Saved entries

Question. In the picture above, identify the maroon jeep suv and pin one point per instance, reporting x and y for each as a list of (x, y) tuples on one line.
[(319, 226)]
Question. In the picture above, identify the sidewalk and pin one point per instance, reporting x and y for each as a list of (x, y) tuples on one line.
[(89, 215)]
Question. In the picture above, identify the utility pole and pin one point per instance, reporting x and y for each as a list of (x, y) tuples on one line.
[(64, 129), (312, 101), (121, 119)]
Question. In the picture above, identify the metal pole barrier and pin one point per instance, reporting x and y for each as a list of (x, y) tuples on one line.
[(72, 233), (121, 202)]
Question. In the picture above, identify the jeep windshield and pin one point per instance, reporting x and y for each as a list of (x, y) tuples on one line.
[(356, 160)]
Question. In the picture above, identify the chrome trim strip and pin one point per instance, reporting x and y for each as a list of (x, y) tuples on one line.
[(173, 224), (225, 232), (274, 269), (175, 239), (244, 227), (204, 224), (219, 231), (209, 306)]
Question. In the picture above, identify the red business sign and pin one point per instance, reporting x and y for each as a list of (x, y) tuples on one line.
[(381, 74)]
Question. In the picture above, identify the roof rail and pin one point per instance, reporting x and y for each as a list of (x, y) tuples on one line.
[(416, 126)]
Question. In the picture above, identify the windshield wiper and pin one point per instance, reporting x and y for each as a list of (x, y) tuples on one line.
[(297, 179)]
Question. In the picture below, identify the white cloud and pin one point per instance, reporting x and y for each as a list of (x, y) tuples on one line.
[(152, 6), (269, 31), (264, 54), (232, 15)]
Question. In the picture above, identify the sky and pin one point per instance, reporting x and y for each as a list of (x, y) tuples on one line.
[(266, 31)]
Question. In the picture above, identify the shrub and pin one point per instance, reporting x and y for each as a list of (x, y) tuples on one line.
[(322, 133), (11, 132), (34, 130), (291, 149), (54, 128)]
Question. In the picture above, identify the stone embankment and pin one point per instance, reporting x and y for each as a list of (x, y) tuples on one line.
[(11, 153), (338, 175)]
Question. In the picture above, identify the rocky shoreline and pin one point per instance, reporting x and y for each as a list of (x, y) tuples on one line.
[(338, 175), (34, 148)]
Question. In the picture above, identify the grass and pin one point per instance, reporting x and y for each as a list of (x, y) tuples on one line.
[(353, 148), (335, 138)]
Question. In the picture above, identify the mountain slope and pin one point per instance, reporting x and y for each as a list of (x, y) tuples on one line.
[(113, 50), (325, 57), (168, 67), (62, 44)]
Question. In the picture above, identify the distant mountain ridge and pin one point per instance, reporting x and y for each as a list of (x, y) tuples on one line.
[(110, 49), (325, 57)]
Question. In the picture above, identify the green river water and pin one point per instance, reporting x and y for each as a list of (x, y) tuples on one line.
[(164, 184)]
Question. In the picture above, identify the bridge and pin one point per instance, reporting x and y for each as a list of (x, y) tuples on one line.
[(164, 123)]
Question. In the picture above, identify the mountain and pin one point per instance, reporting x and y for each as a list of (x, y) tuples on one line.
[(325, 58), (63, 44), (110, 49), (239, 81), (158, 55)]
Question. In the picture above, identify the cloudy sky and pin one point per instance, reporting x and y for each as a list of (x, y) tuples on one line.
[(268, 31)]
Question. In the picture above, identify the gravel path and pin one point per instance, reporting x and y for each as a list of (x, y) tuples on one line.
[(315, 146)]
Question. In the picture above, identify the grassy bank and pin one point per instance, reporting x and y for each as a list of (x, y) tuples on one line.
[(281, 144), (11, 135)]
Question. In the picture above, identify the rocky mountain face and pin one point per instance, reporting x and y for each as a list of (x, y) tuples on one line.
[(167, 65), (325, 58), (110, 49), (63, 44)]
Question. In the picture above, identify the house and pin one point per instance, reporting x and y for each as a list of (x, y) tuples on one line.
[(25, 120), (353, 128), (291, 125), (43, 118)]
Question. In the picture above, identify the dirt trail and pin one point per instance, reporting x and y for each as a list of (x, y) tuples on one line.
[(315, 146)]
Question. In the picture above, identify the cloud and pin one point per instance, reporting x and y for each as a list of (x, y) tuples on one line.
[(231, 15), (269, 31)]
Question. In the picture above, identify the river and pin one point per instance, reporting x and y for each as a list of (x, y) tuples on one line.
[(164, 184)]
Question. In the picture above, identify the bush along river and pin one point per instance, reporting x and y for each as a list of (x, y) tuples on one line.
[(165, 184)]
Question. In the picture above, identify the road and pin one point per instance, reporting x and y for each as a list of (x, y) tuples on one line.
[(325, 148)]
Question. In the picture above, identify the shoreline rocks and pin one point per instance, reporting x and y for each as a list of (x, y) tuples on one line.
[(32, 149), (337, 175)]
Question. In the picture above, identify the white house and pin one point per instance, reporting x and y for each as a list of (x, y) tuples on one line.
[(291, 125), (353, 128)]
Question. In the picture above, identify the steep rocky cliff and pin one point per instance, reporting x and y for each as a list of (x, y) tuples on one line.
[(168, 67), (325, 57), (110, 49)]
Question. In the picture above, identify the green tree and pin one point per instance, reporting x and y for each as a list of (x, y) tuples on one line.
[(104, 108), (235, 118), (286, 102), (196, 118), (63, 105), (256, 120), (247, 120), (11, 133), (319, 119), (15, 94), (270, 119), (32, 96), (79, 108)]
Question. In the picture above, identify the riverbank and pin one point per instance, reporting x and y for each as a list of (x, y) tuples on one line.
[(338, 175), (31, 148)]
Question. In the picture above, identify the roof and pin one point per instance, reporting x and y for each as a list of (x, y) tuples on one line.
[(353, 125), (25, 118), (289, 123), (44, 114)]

▶ [Exercise objective] The data must be printed verbatim, line by line.

▶ [Solution]
Question. In the picture above, identify the maroon jeep suv and pin one point per instance, reporting x and y for each as a list of (x, y) tuples on one line.
[(319, 226)]
Question. In the picture above, identify the sidewalk and pin one point per instance, reporting x and y for each as a list of (x, y) tuples on one line.
[(89, 215)]
Question. In the picture above, identify the utility pole and pin one point per instance, reporting x and y for each as a list of (x, y) tuples on one line.
[(64, 129), (312, 101), (121, 119)]
Question. In the picture above, identify the metal pole barrier and pin one point per instance, reporting x and y for each as a list of (x, y) tuples on one line.
[(72, 233), (121, 202)]
Question. In the picture above, identify the jeep windshield and pin one point per instance, reporting x and y for each as a list of (x, y) tuples on one line.
[(356, 160)]
Question. In the picture above, identify the chrome trim strip and pin one point per instance, reporting x and y for each as a list of (x, y) tuples on one line.
[(173, 224), (225, 232), (274, 269), (175, 239), (244, 227), (204, 224), (219, 231), (209, 306)]
Question. In the picture above, identify the red business sign and pin one point per instance, reporting x and y for each as a list of (x, y) tuples on one line.
[(381, 74)]
Question. In the picture above, identify the roof rail and pin one point per instance, reporting x and y for each as a list of (x, y) tuples on one line.
[(416, 126)]
Question. In the picture above, identify the windshield wiper and pin one point per instance, reporting x and y for each as a list of (x, y) tuples on one line.
[(297, 179)]
Question. In the picture below, identify the white cloud and pin one point per instance, reporting x and y for each as a list of (x, y) tuples on one line.
[(152, 6), (269, 31), (264, 54), (232, 15)]
Question. In the picture above, identify the sky and pin one point per instance, reporting x and y for each as a list of (x, y) tuples on one line.
[(266, 31)]
Question. In the picture above, identify the shrub and pin one point per instance, reporting x and y for each as a list of (x, y) tuples on one line.
[(322, 133), (11, 132), (34, 130), (291, 149), (54, 128)]
Question. In the picture above, identify the stone embankment and pin one point per instance, reporting x and y for each as a list of (x, y) tuples on one line.
[(11, 153), (338, 175)]
Question. In the picture above, identify the rocky shoreline and pin one point per instance, reporting x and y for each as a list of (x, y) tuples on one line.
[(338, 175), (34, 148)]
Question. In the picture above, identify the grass and pin one point per instance, reporting x and y for each as a list of (x, y) tuples on one line.
[(353, 148), (335, 138)]
Question. In the picture above, identify the mountain slope and pin one point per instance, reporting x and y for each as a list of (x, y) tuples on one line.
[(113, 50), (325, 57), (168, 67), (62, 44)]
Question. In the picture above, identify the distant mountain ridge and pin one point per instance, reporting x and y for each as a list of (x, y) tuples on one line.
[(110, 49), (325, 57)]
Question. In the picture above, identify the green river water and pin one point per instance, reporting x and y for each as a list of (x, y) tuples on one line.
[(164, 184)]
Question. In the picture above, identify the bridge and pin one point per instance, reporting x and y for each as a list of (x, y) tuples on one line.
[(164, 123)]
Question. In the picture above, identify the mountain and pin one point per instance, reporting x and y for each as a list of (x, y) tuples on one line.
[(325, 58), (63, 44), (110, 49), (239, 81), (158, 55)]
Question. In the picture above, identify the cloudy sky and pin one point per instance, reporting x and y for each as a list of (x, y) tuples on one line.
[(268, 31)]
Question. In the picture above, identify the gravel path and pin one point per instance, reporting x and y for each as a list of (x, y) tuples on one line.
[(315, 146)]
Question. In the picture above, identify the grassy bank and pin one point per instance, reporting x and y for each as a list of (x, y) tuples on one line.
[(281, 144), (11, 135)]
Question. In the picture above, identify the rocky mountain face and pin one point per instance, reporting x and y for each as a list of (x, y) tuples on one line.
[(167, 65), (325, 58), (110, 49), (63, 44)]
Question. In the picture above, identify the house and pin one point per instance, reporting x and y for each as a list of (x, y) tuples on one line.
[(25, 120), (353, 128), (291, 125), (43, 118)]
Question. In the picture above, identify the dirt trail and pin one point per instance, reporting x and y for each as a list of (x, y) tuples on one line.
[(315, 146)]
Question. In the picture above, identify the cloud and pin one point per instance, reporting x and y for each as a list of (x, y) tuples on one line.
[(231, 15), (269, 31)]
Question. In the picture above, identify the river and pin one point per instance, reporting x and y for each as a list of (x, y) tuples on one line.
[(164, 184)]
Question. In the picture above, identify the bush along river and pin one point per instance, reporting x and y for each as a list of (x, y) tuples on one line.
[(165, 184)]
Question. In the picture above, identify the road and pin one point per instance, reporting x and y for each as a list of (x, y) tuples on one line.
[(325, 148)]
Question. In the picture above, identify the shoreline rocks and pin one point per instance, reporting x and y for each as a list of (x, y) tuples on one line.
[(32, 149), (337, 175)]
Question. In the picture above, identify the white house and pin one point per instance, reporting x and y for each as a list of (x, y) tuples on one line.
[(291, 125), (353, 128)]
Question. In the picture above, identify the steep rocky cliff and pin one point per instance, reporting x and y for each as a list of (x, y) tuples on one line.
[(168, 67), (325, 57), (110, 49)]
Question. In the picture above, identify the green tree and pin one point per instance, reporting x and y for each as a list of (x, y) tuples on one line.
[(104, 108), (235, 118), (286, 102), (196, 118), (63, 105), (256, 120), (247, 120), (11, 133), (319, 119), (15, 94), (270, 119), (32, 96), (79, 108)]
Question. In the picture above, identify the riverbank and pin one point per instance, reporting x and y for each as a list of (x, y) tuples on one line.
[(338, 175), (31, 148)]
Question. In the picture above, identify the roof and pin one point per instance, reporting x and y for each as a list of (x, y) tuples on one line.
[(353, 125), (25, 118), (289, 123), (44, 114)]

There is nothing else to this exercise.